SUPPLIED TEXT:
....
Hazel says to Augustus, “The whole thing where a boy who is not unattractive or unintelligent or seemingly in any way unacceptable stares at me and points out incorrect uses of literality and compares me to actresses and asks me to watch a movie at his house. But of course there is always a hamatia and yours is that oh, my God, even though you HAD FREAKING CANCER you give money to a company in exchange for a chance to acquire YET MORE CANCER. Oh, my God. Let me assure you that not being able to breathe? SUCKS. Totally disappointing. Totally.”
Right about the time that The Fault in Our Stars came out, TIME magazine wrote a review, waxing poetic about how different the novel was and how genuine it was. I can’t remember what exactly was said but I remember that the reviewer had made it sound like a wonderful book. It’s rare that TIME magazine reviews young adult novels and The Fault in Our Starsreview was probably the first that they did since I started reading TIME.
Like a lot of books that I tell myself to read, I never actually read The Fault in Our Starsuntil recently. I was busy with family affairs that I don’t want to delve into when the novel came out. It was over the summer when people on Twitter brought up The Fault in Our Stars that I remembered the TIME magazine review and the fact that I wanted to read it.
....
SOURCE INFORMATION:

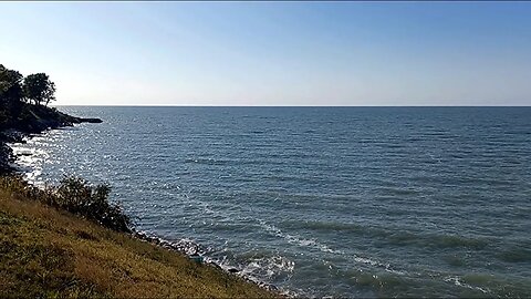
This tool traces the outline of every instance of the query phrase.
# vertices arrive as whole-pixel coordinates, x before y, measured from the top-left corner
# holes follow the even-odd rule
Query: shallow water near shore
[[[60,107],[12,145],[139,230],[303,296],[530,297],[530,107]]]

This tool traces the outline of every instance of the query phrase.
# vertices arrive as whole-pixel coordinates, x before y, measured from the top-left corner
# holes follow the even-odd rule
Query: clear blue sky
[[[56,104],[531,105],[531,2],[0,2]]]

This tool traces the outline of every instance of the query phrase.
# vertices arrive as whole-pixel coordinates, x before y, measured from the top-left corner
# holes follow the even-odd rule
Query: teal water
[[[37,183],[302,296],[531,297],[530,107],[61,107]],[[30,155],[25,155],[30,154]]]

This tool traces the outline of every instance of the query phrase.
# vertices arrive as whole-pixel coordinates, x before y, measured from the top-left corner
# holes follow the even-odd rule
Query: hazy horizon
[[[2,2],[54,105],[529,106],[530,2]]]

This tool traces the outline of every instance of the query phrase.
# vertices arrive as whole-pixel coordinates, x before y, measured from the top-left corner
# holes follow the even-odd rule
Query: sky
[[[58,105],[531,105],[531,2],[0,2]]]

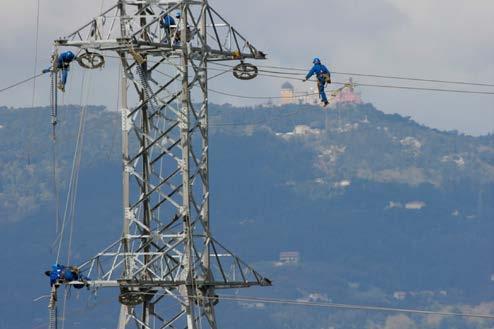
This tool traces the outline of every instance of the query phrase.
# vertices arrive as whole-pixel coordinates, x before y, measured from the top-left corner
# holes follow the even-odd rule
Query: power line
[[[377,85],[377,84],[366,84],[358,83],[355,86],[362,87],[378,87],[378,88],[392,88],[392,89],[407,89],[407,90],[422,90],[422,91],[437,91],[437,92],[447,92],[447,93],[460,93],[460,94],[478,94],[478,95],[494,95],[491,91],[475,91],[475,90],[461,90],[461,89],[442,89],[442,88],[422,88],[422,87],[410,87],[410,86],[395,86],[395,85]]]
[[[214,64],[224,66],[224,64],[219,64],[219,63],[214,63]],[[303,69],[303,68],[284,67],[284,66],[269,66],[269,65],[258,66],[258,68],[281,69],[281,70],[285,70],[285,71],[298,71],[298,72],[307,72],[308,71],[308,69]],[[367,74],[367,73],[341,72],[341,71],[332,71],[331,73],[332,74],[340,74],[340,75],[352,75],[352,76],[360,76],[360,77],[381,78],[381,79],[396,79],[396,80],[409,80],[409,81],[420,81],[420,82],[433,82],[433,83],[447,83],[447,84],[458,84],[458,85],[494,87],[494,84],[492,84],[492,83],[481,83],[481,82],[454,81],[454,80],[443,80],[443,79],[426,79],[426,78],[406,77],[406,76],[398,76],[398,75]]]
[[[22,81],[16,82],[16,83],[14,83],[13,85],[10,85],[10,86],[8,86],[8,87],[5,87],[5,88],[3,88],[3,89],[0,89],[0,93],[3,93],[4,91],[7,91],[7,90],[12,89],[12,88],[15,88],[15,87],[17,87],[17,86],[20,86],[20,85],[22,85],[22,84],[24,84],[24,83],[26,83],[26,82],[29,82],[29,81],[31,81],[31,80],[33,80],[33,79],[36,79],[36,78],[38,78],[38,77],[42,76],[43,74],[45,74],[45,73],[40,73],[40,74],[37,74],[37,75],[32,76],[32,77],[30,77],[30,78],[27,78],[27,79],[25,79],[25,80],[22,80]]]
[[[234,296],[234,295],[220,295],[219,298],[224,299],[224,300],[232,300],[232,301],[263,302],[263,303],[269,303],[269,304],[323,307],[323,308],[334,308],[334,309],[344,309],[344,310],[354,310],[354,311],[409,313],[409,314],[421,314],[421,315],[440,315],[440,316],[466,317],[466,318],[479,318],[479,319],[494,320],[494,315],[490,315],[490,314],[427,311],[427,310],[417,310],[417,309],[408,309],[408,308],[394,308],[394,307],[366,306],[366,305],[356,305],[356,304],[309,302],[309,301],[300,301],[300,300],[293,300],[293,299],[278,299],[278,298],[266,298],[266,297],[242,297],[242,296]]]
....
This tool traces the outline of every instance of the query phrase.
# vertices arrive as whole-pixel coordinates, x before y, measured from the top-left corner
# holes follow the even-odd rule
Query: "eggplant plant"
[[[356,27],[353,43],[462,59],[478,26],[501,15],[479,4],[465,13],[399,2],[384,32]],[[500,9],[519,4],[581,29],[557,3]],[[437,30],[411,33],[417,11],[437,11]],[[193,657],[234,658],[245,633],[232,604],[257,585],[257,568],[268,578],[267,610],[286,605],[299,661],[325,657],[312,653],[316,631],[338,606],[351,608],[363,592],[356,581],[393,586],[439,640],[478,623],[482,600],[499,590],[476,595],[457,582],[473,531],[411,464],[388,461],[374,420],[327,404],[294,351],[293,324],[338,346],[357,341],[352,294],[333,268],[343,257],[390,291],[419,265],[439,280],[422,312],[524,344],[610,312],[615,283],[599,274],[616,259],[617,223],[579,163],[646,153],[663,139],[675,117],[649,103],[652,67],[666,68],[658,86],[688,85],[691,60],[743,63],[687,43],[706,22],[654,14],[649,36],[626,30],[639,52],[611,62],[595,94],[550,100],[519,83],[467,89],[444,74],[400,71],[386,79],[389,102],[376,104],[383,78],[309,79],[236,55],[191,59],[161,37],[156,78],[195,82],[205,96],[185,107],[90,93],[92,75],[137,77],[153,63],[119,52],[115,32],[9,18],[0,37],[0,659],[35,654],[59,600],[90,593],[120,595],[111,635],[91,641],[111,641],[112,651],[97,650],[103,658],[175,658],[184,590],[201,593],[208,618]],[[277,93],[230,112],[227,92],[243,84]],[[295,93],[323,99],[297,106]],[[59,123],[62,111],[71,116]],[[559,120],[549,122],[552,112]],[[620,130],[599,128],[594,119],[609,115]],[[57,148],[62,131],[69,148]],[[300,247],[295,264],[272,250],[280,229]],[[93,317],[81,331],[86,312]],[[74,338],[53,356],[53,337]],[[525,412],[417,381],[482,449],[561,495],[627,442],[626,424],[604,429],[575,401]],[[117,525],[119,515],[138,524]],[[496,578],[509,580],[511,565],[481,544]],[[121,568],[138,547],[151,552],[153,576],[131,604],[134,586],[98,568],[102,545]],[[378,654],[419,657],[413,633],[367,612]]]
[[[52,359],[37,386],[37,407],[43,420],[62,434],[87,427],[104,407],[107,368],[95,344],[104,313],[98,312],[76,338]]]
....
In the text about The Fault in Our Stars, which magazine reviewed the novel around the time it came out?

RESPONSE AREA: TIME magazine